DATA FOR THIS EXERCISE:
/---
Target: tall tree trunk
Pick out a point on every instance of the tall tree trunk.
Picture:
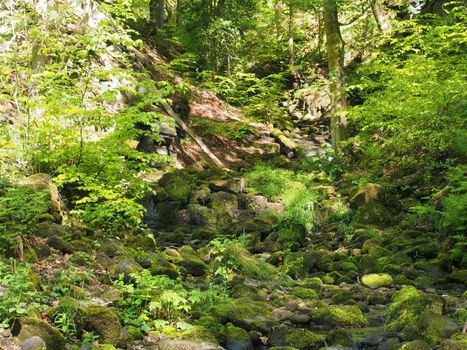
(178, 19)
(335, 53)
(160, 13)
(277, 17)
(291, 36)
(382, 16)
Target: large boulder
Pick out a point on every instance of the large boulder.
(418, 316)
(345, 316)
(105, 323)
(376, 280)
(237, 338)
(26, 328)
(247, 314)
(192, 262)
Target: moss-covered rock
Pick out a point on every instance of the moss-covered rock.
(28, 327)
(459, 276)
(166, 213)
(410, 313)
(245, 313)
(337, 315)
(60, 244)
(177, 184)
(216, 328)
(199, 333)
(105, 323)
(435, 327)
(416, 345)
(304, 293)
(34, 343)
(192, 262)
(376, 280)
(302, 339)
(237, 338)
(125, 267)
(72, 309)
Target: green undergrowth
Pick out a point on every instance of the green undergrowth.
(231, 129)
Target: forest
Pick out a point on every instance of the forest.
(233, 174)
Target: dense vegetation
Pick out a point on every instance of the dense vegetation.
(322, 205)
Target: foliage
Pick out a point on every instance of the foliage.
(229, 257)
(232, 130)
(18, 292)
(149, 299)
(20, 208)
(294, 189)
(411, 120)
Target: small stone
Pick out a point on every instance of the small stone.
(34, 343)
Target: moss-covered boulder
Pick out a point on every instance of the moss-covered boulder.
(302, 339)
(216, 328)
(177, 184)
(60, 244)
(192, 262)
(165, 213)
(159, 264)
(105, 323)
(199, 333)
(417, 316)
(180, 344)
(345, 316)
(72, 308)
(223, 201)
(237, 338)
(295, 338)
(27, 327)
(247, 314)
(416, 345)
(34, 343)
(125, 267)
(376, 280)
(436, 327)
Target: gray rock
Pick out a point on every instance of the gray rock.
(34, 343)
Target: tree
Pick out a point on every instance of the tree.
(335, 53)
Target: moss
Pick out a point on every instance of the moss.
(27, 327)
(409, 313)
(245, 313)
(104, 322)
(302, 339)
(436, 327)
(72, 309)
(177, 184)
(416, 345)
(199, 333)
(192, 262)
(338, 315)
(459, 276)
(215, 328)
(125, 267)
(134, 333)
(304, 293)
(376, 280)
(237, 338)
(60, 244)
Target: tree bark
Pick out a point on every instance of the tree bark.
(291, 36)
(335, 53)
(277, 17)
(382, 16)
(160, 12)
(178, 16)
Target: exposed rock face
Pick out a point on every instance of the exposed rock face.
(28, 327)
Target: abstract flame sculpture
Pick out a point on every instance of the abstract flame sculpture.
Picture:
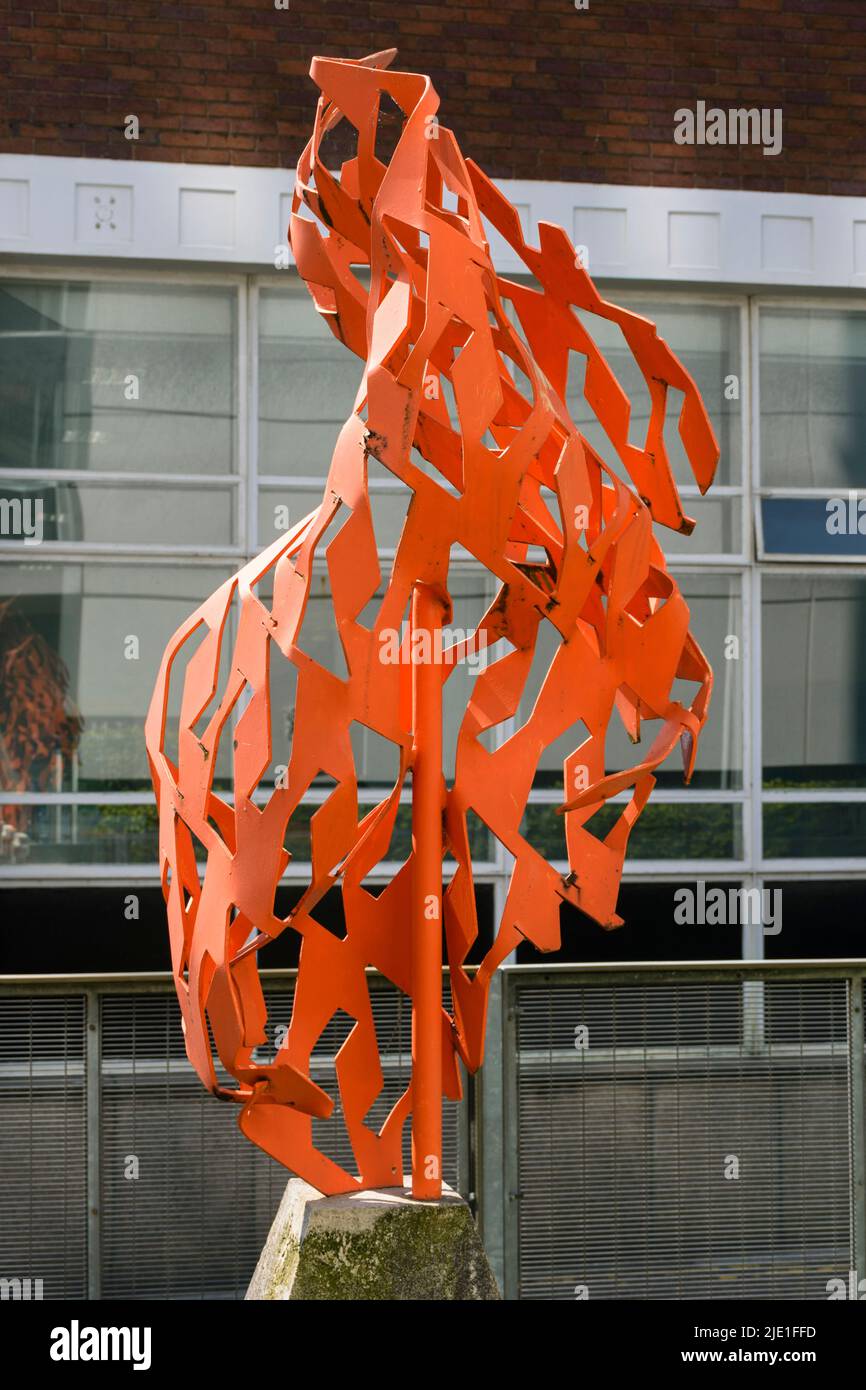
(434, 312)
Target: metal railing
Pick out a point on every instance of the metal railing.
(644, 1130)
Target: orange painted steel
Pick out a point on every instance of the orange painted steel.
(463, 401)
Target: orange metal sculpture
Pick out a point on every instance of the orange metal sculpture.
(509, 478)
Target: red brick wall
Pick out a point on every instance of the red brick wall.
(533, 88)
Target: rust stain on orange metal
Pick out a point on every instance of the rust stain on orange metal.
(434, 313)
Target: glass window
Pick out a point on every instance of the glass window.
(118, 377)
(716, 620)
(706, 339)
(79, 651)
(307, 382)
(820, 527)
(812, 398)
(813, 681)
(118, 513)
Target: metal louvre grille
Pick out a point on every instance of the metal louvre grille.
(626, 1133)
(192, 1222)
(43, 1212)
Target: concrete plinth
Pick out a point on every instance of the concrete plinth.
(377, 1244)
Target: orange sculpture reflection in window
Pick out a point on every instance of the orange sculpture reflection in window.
(463, 401)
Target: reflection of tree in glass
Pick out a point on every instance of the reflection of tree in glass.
(39, 722)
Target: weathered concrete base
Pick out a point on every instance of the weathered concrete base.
(377, 1244)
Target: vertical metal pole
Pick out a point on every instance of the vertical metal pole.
(427, 895)
(92, 1102)
(858, 1129)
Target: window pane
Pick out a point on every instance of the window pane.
(280, 509)
(72, 692)
(665, 830)
(813, 681)
(706, 339)
(812, 398)
(717, 528)
(117, 377)
(79, 836)
(377, 759)
(307, 382)
(826, 830)
(716, 616)
(812, 526)
(117, 514)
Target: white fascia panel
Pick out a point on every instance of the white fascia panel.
(124, 210)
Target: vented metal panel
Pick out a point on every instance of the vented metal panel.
(193, 1221)
(43, 1214)
(691, 1143)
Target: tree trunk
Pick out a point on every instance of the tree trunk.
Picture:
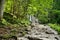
(1, 9)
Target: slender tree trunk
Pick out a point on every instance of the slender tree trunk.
(1, 9)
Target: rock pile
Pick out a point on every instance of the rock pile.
(41, 32)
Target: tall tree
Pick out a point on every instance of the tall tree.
(1, 8)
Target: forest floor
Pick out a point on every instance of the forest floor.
(40, 32)
(33, 32)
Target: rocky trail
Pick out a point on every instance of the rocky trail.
(40, 32)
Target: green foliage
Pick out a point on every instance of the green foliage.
(55, 27)
(55, 16)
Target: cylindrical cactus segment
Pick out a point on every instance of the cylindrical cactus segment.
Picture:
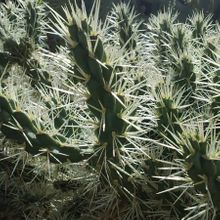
(88, 54)
(202, 168)
(19, 126)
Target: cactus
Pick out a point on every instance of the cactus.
(147, 129)
(20, 50)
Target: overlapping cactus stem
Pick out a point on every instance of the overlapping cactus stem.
(87, 51)
(61, 116)
(201, 165)
(161, 28)
(20, 52)
(125, 18)
(19, 126)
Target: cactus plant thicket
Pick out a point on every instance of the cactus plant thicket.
(125, 120)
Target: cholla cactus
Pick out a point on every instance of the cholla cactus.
(151, 145)
(22, 30)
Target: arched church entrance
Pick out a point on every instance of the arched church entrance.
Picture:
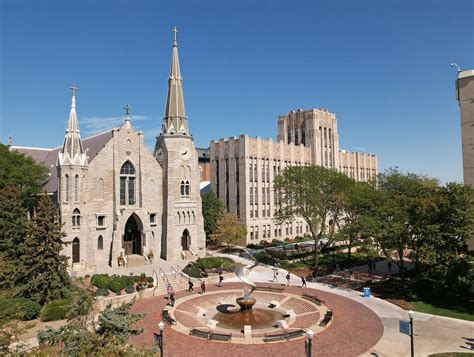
(132, 238)
(185, 240)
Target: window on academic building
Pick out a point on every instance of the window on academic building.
(76, 218)
(100, 188)
(101, 221)
(127, 184)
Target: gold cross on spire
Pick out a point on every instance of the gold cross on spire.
(127, 109)
(74, 90)
(175, 30)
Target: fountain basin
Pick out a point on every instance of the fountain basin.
(246, 303)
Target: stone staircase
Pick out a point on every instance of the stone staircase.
(177, 281)
(136, 261)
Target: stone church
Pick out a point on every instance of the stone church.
(119, 200)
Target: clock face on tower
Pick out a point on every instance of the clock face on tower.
(185, 153)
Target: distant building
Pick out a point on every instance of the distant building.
(243, 168)
(465, 97)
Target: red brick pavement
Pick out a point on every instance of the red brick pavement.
(355, 329)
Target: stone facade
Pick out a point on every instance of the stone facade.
(118, 199)
(243, 169)
(465, 97)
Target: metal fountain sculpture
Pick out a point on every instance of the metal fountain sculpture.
(246, 302)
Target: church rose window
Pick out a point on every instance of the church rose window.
(127, 184)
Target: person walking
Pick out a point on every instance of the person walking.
(303, 281)
(169, 290)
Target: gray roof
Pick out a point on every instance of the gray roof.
(49, 157)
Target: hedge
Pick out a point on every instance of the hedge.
(19, 308)
(56, 310)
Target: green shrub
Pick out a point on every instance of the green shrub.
(56, 310)
(101, 281)
(116, 285)
(130, 289)
(19, 308)
(265, 258)
(102, 292)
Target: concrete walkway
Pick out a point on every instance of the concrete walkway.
(433, 334)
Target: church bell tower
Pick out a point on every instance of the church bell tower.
(183, 234)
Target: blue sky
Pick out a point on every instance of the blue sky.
\---
AIM OF THE TASK: Transcribe the records above exactly, omitting every picture they contain.

TASK ANSWER:
Target: tall tree trunk
Pick out a point on every instance of the tall tree trunk.
Picture:
(178, 19)
(335, 53)
(160, 13)
(277, 17)
(291, 36)
(382, 16)
Target: large boulder
Pick out a point on every instance of the large boulder.
(418, 316)
(345, 316)
(105, 323)
(376, 280)
(237, 338)
(26, 328)
(247, 314)
(192, 262)
Target: moss-covered rock
Pick out a point on every instance of the moss-covered rock.
(28, 327)
(459, 276)
(166, 213)
(410, 313)
(245, 313)
(337, 315)
(60, 244)
(177, 184)
(216, 328)
(199, 333)
(105, 323)
(435, 327)
(416, 345)
(304, 293)
(34, 343)
(192, 262)
(376, 280)
(302, 339)
(237, 338)
(125, 267)
(72, 309)
Target: green undergrowth
Pick out a point on every instance of the green undergrowth.
(231, 129)
Target: forest
Pick out a point on every instance of the forest.
(233, 174)
Target: dense vegetation
Pick out a point on every instance of the dense vegetation.
(322, 205)
Target: foliage
Pick out a point on every instance of the foliage.
(229, 257)
(232, 130)
(18, 292)
(149, 299)
(20, 208)
(294, 189)
(411, 120)
Target: small stone
Pick out a point on every instance of the small stone.
(34, 343)
Target: moss-covered boulder
Pick out a point on every instance of the moss-covered boulder.
(302, 339)
(216, 328)
(177, 184)
(60, 244)
(192, 262)
(165, 213)
(159, 264)
(105, 323)
(199, 333)
(417, 316)
(180, 344)
(345, 316)
(72, 308)
(223, 201)
(237, 338)
(295, 338)
(27, 327)
(247, 314)
(416, 345)
(34, 343)
(125, 267)
(376, 280)
(436, 327)
Target: gray rock
Pick out a point on every instance of the gray rock.
(34, 343)
Target: tree
Pick out a point on every instance of the tree.
(335, 53)
Target: moss
Pick out a point on every instance of the moss.
(27, 327)
(409, 313)
(245, 313)
(104, 322)
(302, 339)
(436, 327)
(72, 309)
(177, 184)
(416, 345)
(199, 333)
(192, 262)
(338, 315)
(459, 276)
(215, 328)
(125, 267)
(134, 333)
(304, 293)
(376, 280)
(237, 338)
(60, 244)
Target: tree bark
Pick out a point on every instance of the tree bark.
(291, 36)
(335, 53)
(277, 17)
(382, 16)
(160, 12)
(178, 16)
Target: exposed rock face
Pick out a point on every instance of the exposed rock face.
(28, 327)
Target: abstract flame sculpture
Pick out a point on every instance of the abstract flame sculpture.
Picture:
(434, 312)
Target: metal railing
Pick out a point on every instance of the metal railing.
(644, 1130)
Target: orange painted steel
Pick out a point on every instance of the orange painted steel.
(463, 401)
Target: orange metal sculpture
Pick out a point on every instance of the orange metal sculpture.
(509, 478)
Target: red brick wall
Pick out a point on every instance of the red brick wall.
(533, 88)
Target: rust stain on orange metal
Pick out a point on every instance of the rust stain on orange metal.
(434, 313)
Target: glass window
Pick out a point on every instance of the glass window.
(118, 377)
(716, 620)
(706, 339)
(79, 651)
(307, 382)
(820, 527)
(812, 398)
(813, 681)
(118, 513)
Target: metal louvre grille
Pick out a point on every instance of the metal louvre grille.
(626, 1133)
(192, 1222)
(43, 1212)
Target: concrete plinth
Pick out a point on every instance of the concrete plinth.
(377, 1244)
Target: orange sculpture reflection in window
Pick out a point on every instance of the orange sculpture reflection in window.
(463, 401)
Target: reflection of tree in glass
Pick out a point on every instance of the reflection of tree in glass.
(39, 722)
Target: weathered concrete base
Pick out a point on every instance of the weathered concrete base.
(377, 1244)
Target: vertical metal pole
Pick out a point on every instance of the vertical metal pole.
(427, 895)
(92, 1102)
(858, 1129)
Target: window pane
Pick out a point on every instance of the window pane.
(280, 509)
(72, 692)
(665, 830)
(813, 681)
(706, 339)
(812, 398)
(717, 528)
(117, 377)
(79, 836)
(377, 759)
(307, 382)
(826, 830)
(716, 616)
(812, 526)
(117, 514)
Target: white fascia panel
Pick out a point on every instance of the white fascia panel.
(124, 210)
Target: vented metal panel
Pick out a point on every instance of the vented metal panel.
(193, 1221)
(43, 1214)
(691, 1143)
Target: tree trunk
Pick out a point on every instance of the tree trunk.
Picture:
(1, 9)
Target: slender tree trunk
Pick out a point on every instance of the slender tree trunk.
(1, 9)
Target: rock pile
Pick out a point on every instance of the rock pile.
(41, 32)
Target: tall tree
Pick out a point on every instance of the tall tree.
(1, 8)
Target: forest floor
Pick out a point on every instance of the forest floor.
(40, 32)
(33, 32)
Target: rocky trail
Pick out a point on every instance of the rocky trail.
(40, 32)
Target: green foliage
Pick out a point on every instance of the green foliage.
(55, 27)
(55, 16)
Target: cylindrical cactus segment
Pick out a point on every instance of the cylindrical cactus segment.
Picture:
(88, 54)
(202, 168)
(19, 126)
Target: cactus
Pick out a point on every instance of the cactus.
(147, 129)
(20, 50)
Target: overlapping cactus stem
Pick out a point on every instance of the overlapping cactus stem.
(87, 51)
(61, 116)
(201, 165)
(161, 28)
(20, 52)
(125, 18)
(19, 126)
Target: cactus plant thicket
Pick out a point on every instance of the cactus plant thicket.
(125, 120)
Target: cholla cactus
Pick out a point on every instance of the cholla cactus.
(151, 145)
(22, 30)
Target: arched church entrance
Pick out a point on every instance of the arched church entrance.
Picture:
(132, 238)
(185, 240)
Target: window on academic building
Pick out a point on every instance of the window on academic building.
(76, 218)
(100, 188)
(101, 221)
(127, 184)
Target: gold cross on spire
Pick out a point on every instance of the gold cross on spire.
(127, 109)
(74, 90)
(175, 30)
Target: fountain basin
Pick out a point on every instance of the fountain basin.
(246, 303)
Target: stone staircase
Pick out a point on every instance of the stone staircase.
(177, 281)
(136, 261)
Target: stone church
Pick out a point on every instance of the stone church.
(119, 200)
Target: clock face on tower
Pick out a point on every instance of the clock face on tower.
(185, 153)
Target: distant building
Pick out a point on every instance of the distant building.
(243, 168)
(465, 97)
Target: red brick pavement
Pick out a point on every instance of the red brick pavement.
(355, 329)
Target: stone facade
Pick out a point on every instance of the stone facade.
(118, 199)
(243, 169)
(465, 97)
Target: metal fountain sculpture
Pick out a point on every instance of the metal fountain sculpture.
(246, 302)
Target: church rose window
Pick out a point on every instance of the church rose window.
(127, 184)
Target: person walking
Pick out a point on every instance of the person walking.
(303, 281)
(169, 290)
Target: gray roof
Pick out a point on every instance of the gray roof.
(49, 157)
Target: hedge
Pick out a point on every instance of the hedge.
(19, 308)
(56, 310)
Target: green shrub
Pick out a point on every instance of the green shrub.
(56, 310)
(101, 281)
(116, 285)
(130, 289)
(19, 308)
(265, 258)
(102, 292)
Target: concrete walkway
Pick out a point on every instance of the concrete walkway.
(433, 334)
Target: church bell tower
Pick out a point on every instance of the church bell tower.
(183, 234)
Target: blue sky
Pick out a point on every instance of the blue sky.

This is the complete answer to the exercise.